◆ **The tasks**:
a) Decide whether each statement below agrees with the excerpt on transaction isolation. Answer yes or no for (i), (ii) and (iii), and quote the exact words of the excerpt that decide each one.
(i) Serializable isolation comes with performance costs.
(ii) One transaction may span several HTTP requests.
(iii) The isolation levels other than serializable are described as easy to understand.
b) Reproduce the part of the excerpt on transaction isolation starting at "When using serial" and ending at "a new transaction.".

◆ **Excerpt to read**:
►

Serializable isolation has performance costs. It's therefore common for systems to use __________ levels of isolation, which protect against some concurrency issues but not all. These levels of isolation are much harder to understand, and they can lead to subtle bugs, but they are nevertheless used in practice.

Weaker

When using serial execution to achieve serializable isolation on the ____________, to avoid the system idling on a single long-running transaction by waiting for user input over a long checkout process that can span multiple requests, a transaction is committed within the same HTTP request -- a transaction does not span multiple requests. A new HTTP request starts a new transaction.

◄

◆ **Data lines**:
►

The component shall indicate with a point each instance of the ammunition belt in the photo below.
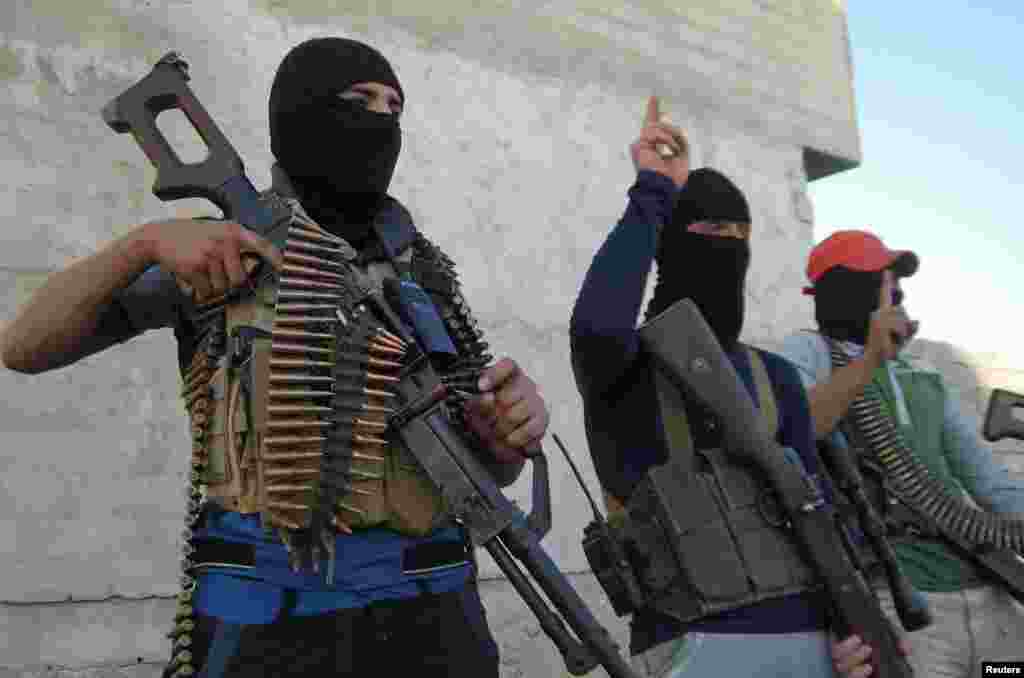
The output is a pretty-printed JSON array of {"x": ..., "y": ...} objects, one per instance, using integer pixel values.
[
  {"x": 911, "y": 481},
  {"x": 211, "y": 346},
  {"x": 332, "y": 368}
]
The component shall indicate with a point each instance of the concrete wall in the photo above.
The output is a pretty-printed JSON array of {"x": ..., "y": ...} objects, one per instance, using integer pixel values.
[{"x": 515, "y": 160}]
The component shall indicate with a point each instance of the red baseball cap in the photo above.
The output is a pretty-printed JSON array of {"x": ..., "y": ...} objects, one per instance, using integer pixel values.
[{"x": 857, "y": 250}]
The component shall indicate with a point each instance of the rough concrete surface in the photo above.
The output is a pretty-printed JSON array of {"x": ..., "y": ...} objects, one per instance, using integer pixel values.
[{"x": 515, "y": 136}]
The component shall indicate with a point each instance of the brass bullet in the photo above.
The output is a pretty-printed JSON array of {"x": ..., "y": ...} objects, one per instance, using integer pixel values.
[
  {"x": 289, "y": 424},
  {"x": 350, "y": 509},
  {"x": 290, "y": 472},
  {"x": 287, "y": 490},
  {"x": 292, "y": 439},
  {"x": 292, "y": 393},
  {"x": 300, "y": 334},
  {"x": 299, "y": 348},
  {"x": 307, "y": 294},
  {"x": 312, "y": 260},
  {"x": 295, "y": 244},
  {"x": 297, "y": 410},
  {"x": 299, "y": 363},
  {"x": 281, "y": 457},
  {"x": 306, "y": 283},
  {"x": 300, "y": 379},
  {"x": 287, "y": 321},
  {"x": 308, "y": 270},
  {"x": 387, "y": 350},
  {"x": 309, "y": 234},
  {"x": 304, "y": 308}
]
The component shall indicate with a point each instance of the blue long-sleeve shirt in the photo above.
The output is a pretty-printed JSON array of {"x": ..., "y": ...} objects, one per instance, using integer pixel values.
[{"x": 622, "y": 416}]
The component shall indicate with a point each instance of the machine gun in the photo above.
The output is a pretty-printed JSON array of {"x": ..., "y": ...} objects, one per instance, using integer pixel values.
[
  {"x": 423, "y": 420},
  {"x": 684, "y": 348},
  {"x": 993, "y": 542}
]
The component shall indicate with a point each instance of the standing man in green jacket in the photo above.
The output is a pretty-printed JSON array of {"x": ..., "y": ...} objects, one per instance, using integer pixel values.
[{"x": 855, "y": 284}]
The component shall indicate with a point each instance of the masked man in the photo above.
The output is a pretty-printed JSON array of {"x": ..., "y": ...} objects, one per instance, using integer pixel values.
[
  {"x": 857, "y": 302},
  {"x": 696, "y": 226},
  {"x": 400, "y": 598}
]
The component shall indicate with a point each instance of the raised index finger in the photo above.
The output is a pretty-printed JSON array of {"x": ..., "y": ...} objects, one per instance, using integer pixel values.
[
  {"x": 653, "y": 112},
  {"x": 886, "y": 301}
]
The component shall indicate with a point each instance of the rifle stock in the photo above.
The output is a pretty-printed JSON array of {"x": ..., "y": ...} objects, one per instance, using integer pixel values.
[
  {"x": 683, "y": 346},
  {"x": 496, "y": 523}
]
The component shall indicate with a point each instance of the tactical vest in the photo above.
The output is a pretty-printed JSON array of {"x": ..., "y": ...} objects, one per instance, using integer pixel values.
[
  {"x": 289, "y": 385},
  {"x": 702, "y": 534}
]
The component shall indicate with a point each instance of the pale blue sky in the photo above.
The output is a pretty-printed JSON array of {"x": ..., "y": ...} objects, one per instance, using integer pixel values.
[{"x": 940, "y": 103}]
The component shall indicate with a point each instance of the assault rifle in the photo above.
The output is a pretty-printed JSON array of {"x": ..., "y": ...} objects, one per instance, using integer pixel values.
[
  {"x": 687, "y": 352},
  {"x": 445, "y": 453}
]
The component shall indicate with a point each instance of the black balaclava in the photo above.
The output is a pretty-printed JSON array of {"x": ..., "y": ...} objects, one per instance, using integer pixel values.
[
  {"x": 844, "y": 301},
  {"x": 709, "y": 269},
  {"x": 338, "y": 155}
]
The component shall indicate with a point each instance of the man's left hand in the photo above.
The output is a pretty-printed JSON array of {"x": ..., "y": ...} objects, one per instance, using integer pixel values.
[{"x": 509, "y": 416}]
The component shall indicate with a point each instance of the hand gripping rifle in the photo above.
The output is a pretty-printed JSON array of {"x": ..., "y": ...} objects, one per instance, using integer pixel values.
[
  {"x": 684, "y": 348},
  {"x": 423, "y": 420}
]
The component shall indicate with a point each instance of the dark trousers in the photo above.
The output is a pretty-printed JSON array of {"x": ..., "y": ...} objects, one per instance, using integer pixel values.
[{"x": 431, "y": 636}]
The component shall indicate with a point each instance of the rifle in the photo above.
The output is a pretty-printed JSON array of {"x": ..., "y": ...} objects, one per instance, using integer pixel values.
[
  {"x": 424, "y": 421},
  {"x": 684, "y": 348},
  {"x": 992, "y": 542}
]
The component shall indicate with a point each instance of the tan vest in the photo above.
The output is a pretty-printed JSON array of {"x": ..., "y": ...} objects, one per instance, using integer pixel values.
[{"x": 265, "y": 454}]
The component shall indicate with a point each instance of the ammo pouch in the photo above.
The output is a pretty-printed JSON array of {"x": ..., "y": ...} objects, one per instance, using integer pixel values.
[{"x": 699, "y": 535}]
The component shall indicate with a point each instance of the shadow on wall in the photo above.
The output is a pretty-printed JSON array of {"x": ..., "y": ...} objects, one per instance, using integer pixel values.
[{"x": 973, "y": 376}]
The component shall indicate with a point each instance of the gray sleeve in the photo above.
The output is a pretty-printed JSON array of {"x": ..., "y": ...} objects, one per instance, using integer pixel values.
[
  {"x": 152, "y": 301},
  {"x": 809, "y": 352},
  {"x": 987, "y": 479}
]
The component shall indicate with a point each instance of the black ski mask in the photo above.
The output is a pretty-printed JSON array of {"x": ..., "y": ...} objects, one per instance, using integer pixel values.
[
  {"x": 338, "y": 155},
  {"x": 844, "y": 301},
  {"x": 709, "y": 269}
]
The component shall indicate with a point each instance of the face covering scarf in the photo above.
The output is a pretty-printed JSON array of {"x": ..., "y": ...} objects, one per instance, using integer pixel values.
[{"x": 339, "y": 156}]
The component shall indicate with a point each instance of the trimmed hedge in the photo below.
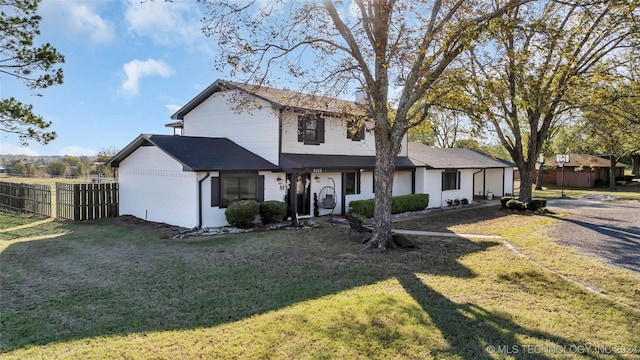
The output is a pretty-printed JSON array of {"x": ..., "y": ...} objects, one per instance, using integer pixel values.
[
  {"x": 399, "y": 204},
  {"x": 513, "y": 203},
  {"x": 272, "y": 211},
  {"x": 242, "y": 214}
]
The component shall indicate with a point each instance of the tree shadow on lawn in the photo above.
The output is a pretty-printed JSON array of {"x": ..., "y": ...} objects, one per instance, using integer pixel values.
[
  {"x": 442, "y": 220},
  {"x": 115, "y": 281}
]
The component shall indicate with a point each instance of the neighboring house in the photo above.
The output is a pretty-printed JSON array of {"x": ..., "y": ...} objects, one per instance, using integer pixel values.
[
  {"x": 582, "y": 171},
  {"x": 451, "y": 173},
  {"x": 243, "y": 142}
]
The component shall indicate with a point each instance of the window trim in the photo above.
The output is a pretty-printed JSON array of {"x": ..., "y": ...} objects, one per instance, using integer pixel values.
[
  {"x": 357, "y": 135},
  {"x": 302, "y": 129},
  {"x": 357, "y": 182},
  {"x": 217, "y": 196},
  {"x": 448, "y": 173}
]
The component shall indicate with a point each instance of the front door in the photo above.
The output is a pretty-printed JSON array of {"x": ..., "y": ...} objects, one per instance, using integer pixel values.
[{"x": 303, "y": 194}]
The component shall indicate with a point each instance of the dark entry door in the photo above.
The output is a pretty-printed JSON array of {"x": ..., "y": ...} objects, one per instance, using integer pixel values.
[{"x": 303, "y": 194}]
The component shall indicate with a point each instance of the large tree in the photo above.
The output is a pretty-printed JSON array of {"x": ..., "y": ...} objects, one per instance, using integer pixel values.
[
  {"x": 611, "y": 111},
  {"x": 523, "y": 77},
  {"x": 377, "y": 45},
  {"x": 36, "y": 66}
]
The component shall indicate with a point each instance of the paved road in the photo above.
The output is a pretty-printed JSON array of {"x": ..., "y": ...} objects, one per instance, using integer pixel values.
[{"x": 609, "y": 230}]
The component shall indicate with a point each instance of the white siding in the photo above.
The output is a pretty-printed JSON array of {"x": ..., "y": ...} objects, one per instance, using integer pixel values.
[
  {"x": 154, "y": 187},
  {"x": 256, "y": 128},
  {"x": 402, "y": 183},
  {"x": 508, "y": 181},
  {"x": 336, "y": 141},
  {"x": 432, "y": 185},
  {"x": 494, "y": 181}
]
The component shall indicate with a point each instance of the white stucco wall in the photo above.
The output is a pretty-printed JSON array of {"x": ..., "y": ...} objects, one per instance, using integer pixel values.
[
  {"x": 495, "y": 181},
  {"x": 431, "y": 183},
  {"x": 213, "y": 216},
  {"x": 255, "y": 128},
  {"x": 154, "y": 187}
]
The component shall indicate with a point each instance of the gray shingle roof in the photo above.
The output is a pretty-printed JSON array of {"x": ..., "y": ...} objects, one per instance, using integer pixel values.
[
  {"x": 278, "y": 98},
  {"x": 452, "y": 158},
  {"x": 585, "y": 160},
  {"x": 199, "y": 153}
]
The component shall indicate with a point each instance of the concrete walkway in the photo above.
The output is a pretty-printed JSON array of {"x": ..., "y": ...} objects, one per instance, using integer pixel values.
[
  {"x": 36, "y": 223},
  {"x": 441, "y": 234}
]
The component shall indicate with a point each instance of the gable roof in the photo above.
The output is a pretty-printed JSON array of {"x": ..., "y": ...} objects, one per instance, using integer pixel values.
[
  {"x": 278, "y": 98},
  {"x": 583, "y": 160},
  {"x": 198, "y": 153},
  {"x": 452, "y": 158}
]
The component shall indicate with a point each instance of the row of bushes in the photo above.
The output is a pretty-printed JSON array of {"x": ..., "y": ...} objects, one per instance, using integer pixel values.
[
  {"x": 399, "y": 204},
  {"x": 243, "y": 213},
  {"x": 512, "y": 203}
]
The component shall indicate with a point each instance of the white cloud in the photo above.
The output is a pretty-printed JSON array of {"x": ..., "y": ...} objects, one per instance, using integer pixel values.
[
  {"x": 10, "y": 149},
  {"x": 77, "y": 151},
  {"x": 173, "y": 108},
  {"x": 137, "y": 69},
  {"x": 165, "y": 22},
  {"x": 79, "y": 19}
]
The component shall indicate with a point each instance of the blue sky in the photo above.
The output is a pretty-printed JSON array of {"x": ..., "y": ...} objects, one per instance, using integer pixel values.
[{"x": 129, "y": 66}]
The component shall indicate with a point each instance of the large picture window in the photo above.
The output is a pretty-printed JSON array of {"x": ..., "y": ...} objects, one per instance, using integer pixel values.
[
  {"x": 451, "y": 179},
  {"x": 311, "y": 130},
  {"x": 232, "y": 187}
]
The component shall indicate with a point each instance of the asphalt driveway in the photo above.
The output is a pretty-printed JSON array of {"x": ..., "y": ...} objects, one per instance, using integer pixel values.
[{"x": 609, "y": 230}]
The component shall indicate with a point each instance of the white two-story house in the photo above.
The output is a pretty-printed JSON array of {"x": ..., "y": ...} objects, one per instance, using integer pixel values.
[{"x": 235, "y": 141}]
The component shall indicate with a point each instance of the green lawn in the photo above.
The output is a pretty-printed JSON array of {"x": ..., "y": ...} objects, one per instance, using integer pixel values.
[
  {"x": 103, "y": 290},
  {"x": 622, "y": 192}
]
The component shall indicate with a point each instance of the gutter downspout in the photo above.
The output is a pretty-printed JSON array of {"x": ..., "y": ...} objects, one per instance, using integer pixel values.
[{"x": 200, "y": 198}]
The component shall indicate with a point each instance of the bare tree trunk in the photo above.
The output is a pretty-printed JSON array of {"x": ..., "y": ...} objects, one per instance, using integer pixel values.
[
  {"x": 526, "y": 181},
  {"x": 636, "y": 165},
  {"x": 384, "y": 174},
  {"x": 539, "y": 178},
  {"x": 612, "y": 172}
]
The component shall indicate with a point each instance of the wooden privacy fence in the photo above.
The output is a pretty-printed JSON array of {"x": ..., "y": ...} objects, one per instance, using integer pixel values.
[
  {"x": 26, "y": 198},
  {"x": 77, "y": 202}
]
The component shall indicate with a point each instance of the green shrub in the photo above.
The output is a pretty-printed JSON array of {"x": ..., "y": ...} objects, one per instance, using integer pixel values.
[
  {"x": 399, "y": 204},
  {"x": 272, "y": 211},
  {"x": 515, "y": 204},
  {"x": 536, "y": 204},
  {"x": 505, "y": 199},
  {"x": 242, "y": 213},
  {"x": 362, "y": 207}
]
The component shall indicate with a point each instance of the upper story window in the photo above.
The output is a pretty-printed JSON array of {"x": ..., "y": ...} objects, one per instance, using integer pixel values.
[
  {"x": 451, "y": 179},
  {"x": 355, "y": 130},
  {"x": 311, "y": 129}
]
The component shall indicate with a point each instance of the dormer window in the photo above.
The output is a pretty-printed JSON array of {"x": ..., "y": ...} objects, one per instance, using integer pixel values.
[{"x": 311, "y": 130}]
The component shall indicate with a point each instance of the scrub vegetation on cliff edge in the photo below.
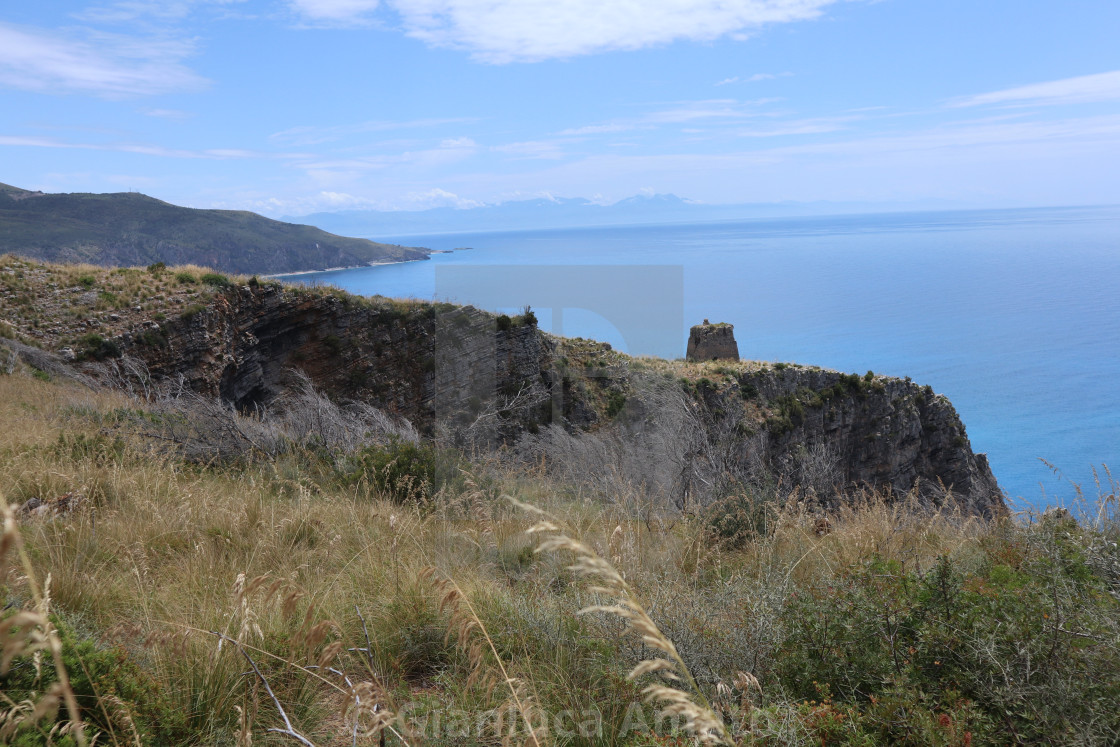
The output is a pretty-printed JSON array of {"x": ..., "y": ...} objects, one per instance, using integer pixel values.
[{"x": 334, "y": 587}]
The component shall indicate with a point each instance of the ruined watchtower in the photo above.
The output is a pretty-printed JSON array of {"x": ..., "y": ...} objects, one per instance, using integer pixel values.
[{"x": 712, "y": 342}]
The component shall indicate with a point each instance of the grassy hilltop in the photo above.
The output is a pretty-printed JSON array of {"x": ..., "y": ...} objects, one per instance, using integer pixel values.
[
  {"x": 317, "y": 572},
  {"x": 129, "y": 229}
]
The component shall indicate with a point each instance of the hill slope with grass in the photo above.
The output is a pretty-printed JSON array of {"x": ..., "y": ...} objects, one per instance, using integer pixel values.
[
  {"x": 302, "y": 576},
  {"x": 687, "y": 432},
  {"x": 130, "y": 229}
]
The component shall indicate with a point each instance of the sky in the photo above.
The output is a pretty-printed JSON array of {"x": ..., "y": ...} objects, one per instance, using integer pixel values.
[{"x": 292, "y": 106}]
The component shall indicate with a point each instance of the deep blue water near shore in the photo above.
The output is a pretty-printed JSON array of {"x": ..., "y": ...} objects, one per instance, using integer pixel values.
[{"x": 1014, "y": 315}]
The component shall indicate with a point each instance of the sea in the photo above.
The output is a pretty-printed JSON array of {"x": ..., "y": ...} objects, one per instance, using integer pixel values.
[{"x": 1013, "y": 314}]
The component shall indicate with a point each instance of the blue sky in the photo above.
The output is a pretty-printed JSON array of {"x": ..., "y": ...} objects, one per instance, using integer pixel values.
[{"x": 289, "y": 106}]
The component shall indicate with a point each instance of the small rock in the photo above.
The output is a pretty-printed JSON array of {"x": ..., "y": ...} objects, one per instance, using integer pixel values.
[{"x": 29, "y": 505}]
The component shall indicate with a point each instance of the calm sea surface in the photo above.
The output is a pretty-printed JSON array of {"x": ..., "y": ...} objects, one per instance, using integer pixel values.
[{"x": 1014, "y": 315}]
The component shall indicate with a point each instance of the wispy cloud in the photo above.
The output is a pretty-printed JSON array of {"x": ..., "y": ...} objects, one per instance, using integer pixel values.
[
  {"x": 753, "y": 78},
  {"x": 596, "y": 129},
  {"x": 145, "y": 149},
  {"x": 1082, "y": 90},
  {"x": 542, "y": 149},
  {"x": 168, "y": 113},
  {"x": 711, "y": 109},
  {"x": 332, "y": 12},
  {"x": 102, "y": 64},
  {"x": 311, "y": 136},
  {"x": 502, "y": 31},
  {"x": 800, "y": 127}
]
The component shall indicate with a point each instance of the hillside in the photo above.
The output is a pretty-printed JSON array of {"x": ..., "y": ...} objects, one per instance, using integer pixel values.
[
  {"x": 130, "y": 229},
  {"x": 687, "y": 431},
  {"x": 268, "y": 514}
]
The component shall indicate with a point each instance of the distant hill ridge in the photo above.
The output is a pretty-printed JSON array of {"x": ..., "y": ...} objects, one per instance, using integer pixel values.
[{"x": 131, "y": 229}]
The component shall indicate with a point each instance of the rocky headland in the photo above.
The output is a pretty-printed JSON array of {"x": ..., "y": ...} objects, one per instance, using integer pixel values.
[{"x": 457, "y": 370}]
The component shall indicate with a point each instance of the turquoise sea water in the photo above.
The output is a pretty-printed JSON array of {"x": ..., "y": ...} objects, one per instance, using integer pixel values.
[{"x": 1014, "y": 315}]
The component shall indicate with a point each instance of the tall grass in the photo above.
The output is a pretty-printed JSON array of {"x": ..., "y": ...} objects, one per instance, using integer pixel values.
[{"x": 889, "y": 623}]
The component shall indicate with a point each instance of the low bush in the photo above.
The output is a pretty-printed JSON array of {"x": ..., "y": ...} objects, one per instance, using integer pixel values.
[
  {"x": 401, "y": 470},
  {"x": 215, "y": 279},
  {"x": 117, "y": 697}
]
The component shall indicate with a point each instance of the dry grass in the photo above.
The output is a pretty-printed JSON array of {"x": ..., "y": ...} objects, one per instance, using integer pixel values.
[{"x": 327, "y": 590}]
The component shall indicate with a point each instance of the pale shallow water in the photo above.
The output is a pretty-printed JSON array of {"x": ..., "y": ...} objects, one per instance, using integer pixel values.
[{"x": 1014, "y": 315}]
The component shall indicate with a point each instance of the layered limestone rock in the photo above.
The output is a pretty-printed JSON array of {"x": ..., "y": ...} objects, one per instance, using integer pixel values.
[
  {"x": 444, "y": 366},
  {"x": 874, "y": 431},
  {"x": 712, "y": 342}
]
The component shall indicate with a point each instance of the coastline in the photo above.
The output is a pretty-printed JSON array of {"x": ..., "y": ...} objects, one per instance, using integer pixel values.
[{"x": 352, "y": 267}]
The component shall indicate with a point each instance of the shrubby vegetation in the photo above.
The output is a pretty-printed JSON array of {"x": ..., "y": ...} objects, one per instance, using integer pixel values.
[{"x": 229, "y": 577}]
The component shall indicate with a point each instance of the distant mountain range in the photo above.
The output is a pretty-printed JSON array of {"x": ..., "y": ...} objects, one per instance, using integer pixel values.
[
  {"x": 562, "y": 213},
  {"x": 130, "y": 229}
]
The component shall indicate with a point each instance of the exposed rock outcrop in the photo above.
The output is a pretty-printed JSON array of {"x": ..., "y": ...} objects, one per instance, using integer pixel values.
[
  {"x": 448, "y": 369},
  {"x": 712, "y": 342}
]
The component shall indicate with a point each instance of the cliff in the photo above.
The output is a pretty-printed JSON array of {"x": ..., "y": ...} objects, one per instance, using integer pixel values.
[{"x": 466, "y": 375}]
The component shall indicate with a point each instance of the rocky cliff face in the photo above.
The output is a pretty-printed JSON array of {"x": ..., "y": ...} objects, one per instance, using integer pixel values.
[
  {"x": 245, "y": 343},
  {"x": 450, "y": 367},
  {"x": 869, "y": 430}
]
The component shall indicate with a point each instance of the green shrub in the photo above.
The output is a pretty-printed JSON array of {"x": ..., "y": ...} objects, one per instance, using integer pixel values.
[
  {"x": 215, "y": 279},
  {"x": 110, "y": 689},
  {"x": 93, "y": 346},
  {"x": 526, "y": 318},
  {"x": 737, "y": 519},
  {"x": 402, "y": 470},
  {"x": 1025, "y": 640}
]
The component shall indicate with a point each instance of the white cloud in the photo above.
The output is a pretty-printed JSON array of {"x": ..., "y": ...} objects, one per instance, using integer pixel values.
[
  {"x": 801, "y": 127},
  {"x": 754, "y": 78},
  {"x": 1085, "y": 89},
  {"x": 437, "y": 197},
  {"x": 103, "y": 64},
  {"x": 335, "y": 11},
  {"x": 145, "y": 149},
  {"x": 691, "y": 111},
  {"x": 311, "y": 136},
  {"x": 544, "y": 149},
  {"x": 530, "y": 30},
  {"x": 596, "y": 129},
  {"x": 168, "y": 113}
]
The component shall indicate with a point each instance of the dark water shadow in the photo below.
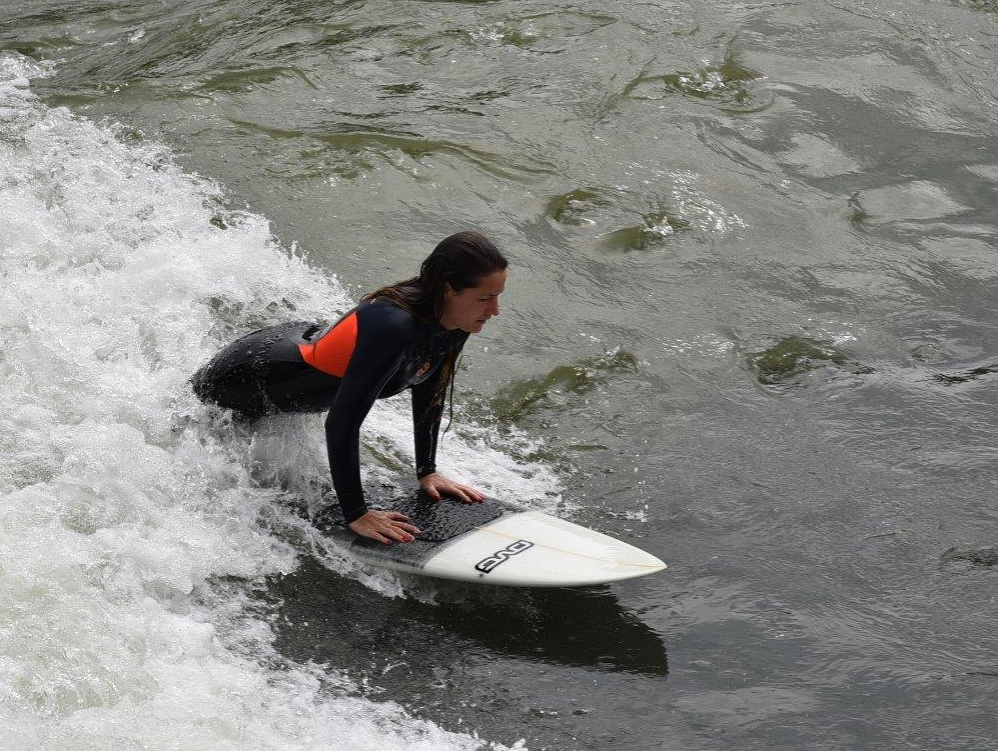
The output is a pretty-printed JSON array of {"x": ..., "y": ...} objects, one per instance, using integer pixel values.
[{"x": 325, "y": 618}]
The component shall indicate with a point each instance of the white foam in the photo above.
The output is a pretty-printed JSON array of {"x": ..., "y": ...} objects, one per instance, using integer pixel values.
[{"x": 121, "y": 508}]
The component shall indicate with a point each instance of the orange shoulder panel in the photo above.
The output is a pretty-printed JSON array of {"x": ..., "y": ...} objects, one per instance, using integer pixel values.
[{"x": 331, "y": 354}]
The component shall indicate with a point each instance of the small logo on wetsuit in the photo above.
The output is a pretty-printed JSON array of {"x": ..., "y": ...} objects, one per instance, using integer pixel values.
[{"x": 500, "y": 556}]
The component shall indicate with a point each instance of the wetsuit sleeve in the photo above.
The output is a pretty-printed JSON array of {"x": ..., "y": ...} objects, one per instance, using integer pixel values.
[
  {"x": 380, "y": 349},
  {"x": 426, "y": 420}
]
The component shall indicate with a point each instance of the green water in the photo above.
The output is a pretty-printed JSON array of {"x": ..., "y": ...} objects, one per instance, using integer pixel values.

◄

◆ **Problem solutions**:
a)
(i) Yes: "Serializable isolation has performance costs."
(ii) No: "a transaction does not span multiple requests."
(iii) No: "These levels of isolation are much harder to understand"

b)
When using serial execution to achieve serializable isolation on the ____________, to avoid the system idling on a single long-running transaction by waiting for user input over a long checkout process that can span multiple requests, a transaction is committed within the same HTTP request -- a transaction does not span multiple requests. A new HTTP request starts a new transaction.